Return all lines in the material below that contain "boutonniere".

··········

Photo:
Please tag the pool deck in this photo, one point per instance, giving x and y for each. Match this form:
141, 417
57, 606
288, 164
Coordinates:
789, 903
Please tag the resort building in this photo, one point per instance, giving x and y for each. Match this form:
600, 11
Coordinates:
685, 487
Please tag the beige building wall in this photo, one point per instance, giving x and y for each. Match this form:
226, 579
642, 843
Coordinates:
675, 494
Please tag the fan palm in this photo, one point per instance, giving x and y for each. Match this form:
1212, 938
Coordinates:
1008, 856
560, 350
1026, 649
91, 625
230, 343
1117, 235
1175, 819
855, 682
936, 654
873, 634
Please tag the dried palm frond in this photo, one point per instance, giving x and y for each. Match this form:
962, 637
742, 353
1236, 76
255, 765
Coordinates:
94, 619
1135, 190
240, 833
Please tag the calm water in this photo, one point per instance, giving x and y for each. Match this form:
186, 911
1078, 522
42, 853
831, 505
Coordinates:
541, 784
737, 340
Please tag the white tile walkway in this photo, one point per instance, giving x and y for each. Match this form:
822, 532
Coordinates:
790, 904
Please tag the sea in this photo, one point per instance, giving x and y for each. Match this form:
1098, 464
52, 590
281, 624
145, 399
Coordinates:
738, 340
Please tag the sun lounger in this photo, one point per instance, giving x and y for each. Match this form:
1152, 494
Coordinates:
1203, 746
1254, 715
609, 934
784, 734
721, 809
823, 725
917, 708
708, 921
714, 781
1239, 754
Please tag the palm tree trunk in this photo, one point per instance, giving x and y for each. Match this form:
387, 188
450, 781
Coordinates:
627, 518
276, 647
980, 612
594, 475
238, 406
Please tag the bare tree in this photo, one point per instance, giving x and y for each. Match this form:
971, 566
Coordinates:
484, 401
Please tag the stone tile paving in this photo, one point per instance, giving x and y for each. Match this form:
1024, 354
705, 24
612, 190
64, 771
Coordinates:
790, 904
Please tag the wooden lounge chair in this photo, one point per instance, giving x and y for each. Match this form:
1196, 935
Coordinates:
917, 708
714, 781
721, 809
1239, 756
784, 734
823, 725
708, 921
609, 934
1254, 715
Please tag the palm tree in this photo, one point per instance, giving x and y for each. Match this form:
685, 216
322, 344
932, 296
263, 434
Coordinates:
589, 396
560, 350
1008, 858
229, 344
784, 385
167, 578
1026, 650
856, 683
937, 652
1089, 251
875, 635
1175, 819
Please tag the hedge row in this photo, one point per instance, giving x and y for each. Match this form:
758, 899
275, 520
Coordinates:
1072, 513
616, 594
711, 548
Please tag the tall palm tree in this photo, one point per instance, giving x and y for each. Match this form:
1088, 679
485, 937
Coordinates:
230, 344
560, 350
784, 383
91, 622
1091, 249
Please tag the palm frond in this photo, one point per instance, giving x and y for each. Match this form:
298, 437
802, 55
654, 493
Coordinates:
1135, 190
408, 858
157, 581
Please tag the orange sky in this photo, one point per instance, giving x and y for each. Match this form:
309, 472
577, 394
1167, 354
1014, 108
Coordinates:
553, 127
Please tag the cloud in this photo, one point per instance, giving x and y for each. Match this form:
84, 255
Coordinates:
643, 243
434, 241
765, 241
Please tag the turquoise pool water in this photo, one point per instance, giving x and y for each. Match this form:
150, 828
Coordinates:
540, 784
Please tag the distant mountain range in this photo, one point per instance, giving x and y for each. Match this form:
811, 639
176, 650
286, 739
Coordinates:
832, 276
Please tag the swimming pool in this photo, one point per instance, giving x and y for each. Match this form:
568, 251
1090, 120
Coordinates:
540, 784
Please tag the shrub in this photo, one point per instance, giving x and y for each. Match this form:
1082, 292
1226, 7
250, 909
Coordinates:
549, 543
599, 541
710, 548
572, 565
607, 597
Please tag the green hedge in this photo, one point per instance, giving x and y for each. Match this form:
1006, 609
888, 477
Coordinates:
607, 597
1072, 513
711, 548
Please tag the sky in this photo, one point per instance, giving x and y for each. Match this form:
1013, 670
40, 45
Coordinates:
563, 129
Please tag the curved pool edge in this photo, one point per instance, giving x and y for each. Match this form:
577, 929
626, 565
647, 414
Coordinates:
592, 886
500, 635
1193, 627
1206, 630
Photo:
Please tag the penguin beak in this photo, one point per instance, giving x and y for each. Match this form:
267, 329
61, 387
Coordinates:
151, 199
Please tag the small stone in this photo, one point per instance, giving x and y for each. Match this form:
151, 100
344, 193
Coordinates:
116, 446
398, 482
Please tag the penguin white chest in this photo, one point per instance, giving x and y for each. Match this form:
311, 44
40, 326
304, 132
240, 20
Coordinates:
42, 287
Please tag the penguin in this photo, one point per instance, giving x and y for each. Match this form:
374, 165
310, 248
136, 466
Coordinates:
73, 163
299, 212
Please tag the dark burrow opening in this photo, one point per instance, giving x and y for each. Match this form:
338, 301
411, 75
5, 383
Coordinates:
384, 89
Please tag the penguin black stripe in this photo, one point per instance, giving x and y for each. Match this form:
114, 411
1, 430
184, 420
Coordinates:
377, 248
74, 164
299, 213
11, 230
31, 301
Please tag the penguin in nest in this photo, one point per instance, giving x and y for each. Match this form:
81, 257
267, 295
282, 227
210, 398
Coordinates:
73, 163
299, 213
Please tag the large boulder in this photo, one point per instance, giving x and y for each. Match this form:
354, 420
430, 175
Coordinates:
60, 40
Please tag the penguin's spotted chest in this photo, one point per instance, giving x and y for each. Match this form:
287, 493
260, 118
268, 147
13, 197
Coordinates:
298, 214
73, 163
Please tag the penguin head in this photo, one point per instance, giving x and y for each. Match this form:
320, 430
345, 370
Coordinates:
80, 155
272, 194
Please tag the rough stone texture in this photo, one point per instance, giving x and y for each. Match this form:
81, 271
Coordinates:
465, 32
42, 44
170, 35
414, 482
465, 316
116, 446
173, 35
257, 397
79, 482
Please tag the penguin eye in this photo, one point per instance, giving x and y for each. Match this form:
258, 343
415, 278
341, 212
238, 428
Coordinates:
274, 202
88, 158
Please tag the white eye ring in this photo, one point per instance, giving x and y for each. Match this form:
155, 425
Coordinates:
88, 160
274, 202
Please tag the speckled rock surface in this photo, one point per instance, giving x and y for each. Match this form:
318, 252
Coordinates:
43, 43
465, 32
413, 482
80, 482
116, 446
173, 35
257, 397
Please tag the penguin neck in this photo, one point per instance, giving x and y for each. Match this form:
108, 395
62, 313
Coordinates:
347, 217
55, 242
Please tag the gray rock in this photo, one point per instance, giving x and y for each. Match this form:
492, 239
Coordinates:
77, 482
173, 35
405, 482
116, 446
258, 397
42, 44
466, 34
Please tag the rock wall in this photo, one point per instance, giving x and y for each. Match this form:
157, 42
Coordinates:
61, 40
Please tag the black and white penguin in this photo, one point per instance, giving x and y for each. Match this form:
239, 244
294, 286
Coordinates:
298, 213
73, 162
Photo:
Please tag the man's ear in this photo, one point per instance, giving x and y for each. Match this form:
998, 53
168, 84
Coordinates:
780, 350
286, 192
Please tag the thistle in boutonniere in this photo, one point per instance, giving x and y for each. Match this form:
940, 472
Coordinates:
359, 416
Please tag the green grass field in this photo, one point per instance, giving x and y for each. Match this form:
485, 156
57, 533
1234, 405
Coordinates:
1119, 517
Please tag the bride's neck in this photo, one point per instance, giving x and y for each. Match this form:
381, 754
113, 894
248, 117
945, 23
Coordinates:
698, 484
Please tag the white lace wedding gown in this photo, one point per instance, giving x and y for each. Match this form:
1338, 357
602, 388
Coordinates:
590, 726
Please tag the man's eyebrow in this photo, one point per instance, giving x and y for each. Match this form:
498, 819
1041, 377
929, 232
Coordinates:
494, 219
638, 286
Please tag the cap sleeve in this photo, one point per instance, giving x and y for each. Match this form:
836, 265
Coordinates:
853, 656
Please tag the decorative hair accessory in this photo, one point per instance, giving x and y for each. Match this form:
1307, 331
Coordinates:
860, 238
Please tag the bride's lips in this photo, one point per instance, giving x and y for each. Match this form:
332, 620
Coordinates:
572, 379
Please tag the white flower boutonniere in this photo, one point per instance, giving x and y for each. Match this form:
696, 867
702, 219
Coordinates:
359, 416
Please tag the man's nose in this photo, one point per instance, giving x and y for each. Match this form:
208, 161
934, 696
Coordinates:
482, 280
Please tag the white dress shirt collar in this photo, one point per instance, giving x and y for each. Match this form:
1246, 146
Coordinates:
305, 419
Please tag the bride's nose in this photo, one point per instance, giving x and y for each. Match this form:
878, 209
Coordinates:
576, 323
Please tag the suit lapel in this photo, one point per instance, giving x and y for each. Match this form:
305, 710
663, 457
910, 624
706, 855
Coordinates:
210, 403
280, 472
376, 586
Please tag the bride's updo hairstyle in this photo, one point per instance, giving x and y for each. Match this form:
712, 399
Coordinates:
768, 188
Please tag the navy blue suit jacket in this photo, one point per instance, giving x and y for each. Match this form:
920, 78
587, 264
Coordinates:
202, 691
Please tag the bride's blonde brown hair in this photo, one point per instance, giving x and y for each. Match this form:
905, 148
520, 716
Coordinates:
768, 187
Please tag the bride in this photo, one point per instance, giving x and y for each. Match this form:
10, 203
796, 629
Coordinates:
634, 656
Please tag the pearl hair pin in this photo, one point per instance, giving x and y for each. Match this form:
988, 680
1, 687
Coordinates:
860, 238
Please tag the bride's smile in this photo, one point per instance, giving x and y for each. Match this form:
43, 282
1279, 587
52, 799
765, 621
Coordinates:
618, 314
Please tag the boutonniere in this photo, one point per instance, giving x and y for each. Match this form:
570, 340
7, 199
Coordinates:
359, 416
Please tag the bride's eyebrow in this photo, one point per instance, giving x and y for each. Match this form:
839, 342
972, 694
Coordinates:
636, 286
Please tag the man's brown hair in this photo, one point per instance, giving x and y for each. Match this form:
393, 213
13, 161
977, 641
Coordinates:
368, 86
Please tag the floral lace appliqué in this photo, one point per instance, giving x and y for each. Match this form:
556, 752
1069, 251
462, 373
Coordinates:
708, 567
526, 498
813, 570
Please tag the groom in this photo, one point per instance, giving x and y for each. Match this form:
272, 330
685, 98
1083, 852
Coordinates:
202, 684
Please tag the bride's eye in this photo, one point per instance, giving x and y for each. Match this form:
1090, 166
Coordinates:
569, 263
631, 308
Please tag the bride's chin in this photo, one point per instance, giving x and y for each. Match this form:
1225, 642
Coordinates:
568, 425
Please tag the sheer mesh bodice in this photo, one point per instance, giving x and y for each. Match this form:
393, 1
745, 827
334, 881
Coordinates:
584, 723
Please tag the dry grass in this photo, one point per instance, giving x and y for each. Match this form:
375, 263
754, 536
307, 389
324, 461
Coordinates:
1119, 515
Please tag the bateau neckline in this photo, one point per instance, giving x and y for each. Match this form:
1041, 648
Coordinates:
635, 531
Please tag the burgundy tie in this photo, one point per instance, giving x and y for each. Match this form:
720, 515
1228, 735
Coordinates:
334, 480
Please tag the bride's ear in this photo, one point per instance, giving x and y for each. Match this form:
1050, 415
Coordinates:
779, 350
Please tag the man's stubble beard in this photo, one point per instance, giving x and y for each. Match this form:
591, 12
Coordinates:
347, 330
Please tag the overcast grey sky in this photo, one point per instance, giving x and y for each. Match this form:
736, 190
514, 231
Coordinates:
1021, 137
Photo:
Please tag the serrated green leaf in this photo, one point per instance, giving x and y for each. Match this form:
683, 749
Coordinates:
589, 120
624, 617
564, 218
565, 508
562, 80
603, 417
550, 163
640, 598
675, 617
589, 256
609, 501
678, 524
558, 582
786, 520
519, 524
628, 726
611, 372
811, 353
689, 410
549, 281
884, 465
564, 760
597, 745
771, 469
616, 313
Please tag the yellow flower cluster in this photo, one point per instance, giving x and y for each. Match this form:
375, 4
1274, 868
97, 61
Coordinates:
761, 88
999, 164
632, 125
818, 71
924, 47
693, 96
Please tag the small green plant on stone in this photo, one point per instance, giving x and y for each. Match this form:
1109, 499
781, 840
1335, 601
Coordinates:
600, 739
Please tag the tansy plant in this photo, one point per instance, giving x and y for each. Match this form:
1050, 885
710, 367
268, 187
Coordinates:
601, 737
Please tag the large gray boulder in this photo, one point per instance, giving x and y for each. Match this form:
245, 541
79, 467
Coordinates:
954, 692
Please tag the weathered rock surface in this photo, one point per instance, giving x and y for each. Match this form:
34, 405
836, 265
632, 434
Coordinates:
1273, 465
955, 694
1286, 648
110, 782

··········

» **Result**:
Please tag the thistle in boutonniere in this photo, one point per instance, giving x and y for each. Match this form:
Please tag the white flower boutonniere in this photo, one point per instance, giving x and y for each. Match this form:
Please tag the boutonniere in this photo, one point per instance, giving x and y for each. Match this form:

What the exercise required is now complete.